Das Phänomen Schulz beschäftigt alle, die sich auch nur ein wenig für das Wohl des Landes interessieren – wird sein Aufstieg 2017 bestimmen, wird er der Mann des Jahres, der die Kanzlerin stürzen kann? Ist er nur ein »Illusionskünstler«, wie ihn die Frankfurter Allgemeine Zeitung beschreibt, oder ein deutscher Obama? Spiegel.de jedenfalls findet: »Und ob he can« Ist seine Zeit gekommen? Es scheint so, mit aller Vorsicht formuliert, als ob da ein Knoten geplatzt ist, ein Fenster geöffnet wurde. Der Mief der Behäbigkeit bei den Sozialdemokraten, ja bei der deutschen Politik insgesamt, wirkt wie weggeblasen.

»Time is on my side, yes it is« singen die Rolling Stones. Martin Schulz hat das in seiner Jugend gehört, über perfekte Momente in der Politik hat er lange nachgedacht. Schließlich war er schon vor dreißig Jahren Bürgermeister in der nordrhein-westfälischen Kleinstadt Würselen und danach, mehr als zwei Dekaden lang, in Brüssel und Straßburg EU-Parlamentarier. Er ist dennoch kein klassischer Karrierist – aber durchaus ein entschlossener Machtmensch, einer der vorneweg laufen will. Wann ist es Zeit zum Springen? Zur Veränderung? Die alte Rolle des Mr. Europa, aus Berliner Perspektive letztlich eine Nebenrolle, hinter sich lassen, ohne sich davon zu distanzieren?

Ein Machtmann nimmt Witterung auf

Schulz tritt sehr spät als ein Hauptdarsteller in das Zentrum der deutschen Politik. Normalerweise gilt die Regel: Wer zu spät kommt, den bestraft das Leben. Das Bonmot von Michail Gorbatschow, gemünzt auf die verdatterten Greise des DDR-Politbüros, ist ein politisches Gesetz – und bereichert als geflügeltes Wort den allgemeinen Sprachgebrauch, weil es auch für den Durchschnittsbürger auf fast alle Lebenssituationen anwendbar ist. Aber in der Politik ist dieser goldene Satz nur die Hälfte der Wahrheit. Hier gilt oft auch das Prinzip: Wer zu früh kommt, den bestrafen die Wähler – und am Ende kann ein Kanzlerkandidat so zerzaust und mitleidserregend dastehen wie der harmlose Frank-Walter Steinmeier 2009 oder der als geldgierig geschmähte Peer Steinbrück bei der Bundestagswahl 2013.

Es kommt also neben der politischen Performance auf das Timing an, wenn eine politische Figur die Bühne betritt. Ein Politiker muss das Momentum für sich haben, den Instinkt für den idealen Augenblick, die Kunst, zur richtigen Zeit am richtigen Platz zu sein. Martin Schulz hat, wie es aussieht, das Momentum, er hat einen Lauf – egal ob es pures Glück ist oder Ergebnis strategischer Weitsicht.
■ ■ ■ ■ ■
ARBEITSAUFTRÄGE >>
A) Nenne alle Politiker, die im Text über Martin Schulz mit Namen erwähnt werden.
B) Beantworte anhand des Textes über Martin Schulz diese Fragen:
(i) In welcher Kleinstadt war Schulz vor dreißig Jahren Bürgermeister?
(ii) Welche Band singt »Time is on my side, yes it is«?
(iii) Bei welcher Bundestagswahl stand Peer Steinbrück als Kanzlerkandidat da?
C) Schreibe den Text über Martin Schulz nach seinem letzten Satz weiter.
Die Zeilen haben mit dem Text über Martin Schulz nichts zu tun.

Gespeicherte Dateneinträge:
■ ■ ■ ■ ■
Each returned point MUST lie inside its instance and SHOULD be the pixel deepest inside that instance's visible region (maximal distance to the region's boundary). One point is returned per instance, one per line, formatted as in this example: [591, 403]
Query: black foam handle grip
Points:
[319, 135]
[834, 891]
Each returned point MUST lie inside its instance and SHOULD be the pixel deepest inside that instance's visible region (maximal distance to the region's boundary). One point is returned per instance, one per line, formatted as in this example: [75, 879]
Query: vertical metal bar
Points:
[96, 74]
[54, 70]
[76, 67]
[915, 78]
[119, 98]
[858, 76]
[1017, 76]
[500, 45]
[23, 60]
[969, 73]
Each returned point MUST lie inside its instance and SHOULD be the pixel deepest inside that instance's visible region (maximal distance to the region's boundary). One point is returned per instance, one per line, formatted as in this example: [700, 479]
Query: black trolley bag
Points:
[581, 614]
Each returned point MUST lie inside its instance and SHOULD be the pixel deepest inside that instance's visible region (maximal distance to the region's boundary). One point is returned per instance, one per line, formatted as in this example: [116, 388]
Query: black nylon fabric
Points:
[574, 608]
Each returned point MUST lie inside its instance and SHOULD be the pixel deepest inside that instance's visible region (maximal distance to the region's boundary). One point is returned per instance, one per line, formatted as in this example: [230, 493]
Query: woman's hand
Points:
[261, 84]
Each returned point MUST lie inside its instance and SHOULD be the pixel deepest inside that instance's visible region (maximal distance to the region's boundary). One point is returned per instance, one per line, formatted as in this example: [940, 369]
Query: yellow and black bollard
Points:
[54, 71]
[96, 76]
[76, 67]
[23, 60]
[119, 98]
■ ■ ■ ■ ■
LÖSUNGEN >>
A) Martin Schulz, Obama, Michail Gorbatschow, Frank-Walter Steinmeier, Peer Steinbrück

B)
(i) In Würselen
(ii) Die Rolling Stones
(iii) Bei der Bundestagswahl 2013

C)
»Jetzt ist Schulz« und »Zeit für Martin« jubeln seine Anhänger, seit ihn Sigmar Gabriel zum Kanzlerkandidaten ausrief. Kaum zu glauben eigentlich: Innerhalb kürzester Zeit hat der neue Vorsitzende der SPD eine fast schon depressive Partei wieder stolz gemacht. Plötzlich ist gar das Undenkbare möglich, der Sieg gegen »Mutti Merkel«. Bei den Sozialdemokraten pfeifen sie seit dem 24. Januar, dem Tag der Kandidatenkür, innerlich den Gassenhauer »So ein Tag, so wunderschön wie heute, der dürfte nie vergehen...« Sie, denen niemand mehr einen kraftvollen Wahlkampf geschweige denn den Wahlsieg zugetraut hat, berauschen sich plötzlich an sich selbst und ihrem Chef. In der ältesten deutschen Partei, die nie ihren Namen ändern musste, werden deftige Plakate hochgehalten, die auch schlichte Naturen verstehen: »Martin, du geile Sau!«. Das sagt alles. Schulz wirkt wie ein Brustlöser.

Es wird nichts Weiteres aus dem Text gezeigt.